Records for this task —
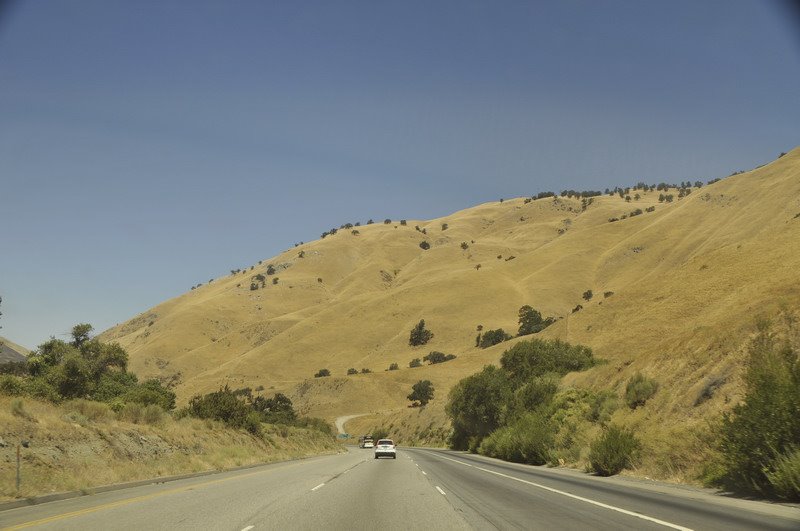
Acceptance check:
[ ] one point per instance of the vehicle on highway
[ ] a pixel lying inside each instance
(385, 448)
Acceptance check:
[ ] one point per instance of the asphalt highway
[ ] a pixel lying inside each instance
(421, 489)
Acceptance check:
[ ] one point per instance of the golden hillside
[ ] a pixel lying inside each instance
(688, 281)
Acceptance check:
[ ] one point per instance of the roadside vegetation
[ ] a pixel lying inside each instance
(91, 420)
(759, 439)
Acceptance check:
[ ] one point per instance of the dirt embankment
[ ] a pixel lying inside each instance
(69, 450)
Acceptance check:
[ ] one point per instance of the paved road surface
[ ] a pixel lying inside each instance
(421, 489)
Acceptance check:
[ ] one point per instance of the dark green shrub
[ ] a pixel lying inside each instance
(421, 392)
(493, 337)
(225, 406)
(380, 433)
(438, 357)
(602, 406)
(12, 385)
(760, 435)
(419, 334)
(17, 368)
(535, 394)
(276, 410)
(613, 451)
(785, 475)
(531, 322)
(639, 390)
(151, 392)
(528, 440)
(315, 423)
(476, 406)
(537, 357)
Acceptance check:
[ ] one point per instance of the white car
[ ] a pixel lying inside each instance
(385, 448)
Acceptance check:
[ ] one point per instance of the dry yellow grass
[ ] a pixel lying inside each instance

What the task requires — The lines needed run from the first line of the records through the line containing "[ ] one point per instance of the golden", both included. Restate them word for word, without pictures.

Response below —
Acceptance check:
[ ] one point per instance of the vehicle on highway
[ ] a pixel lying inside each instance
(385, 448)
Acceptance check:
[ ] one point per instance of the asphalt highway
[ ] a pixel lying inside each instance
(421, 489)
Acceptance check:
[ ] one point per instance of the golden hillside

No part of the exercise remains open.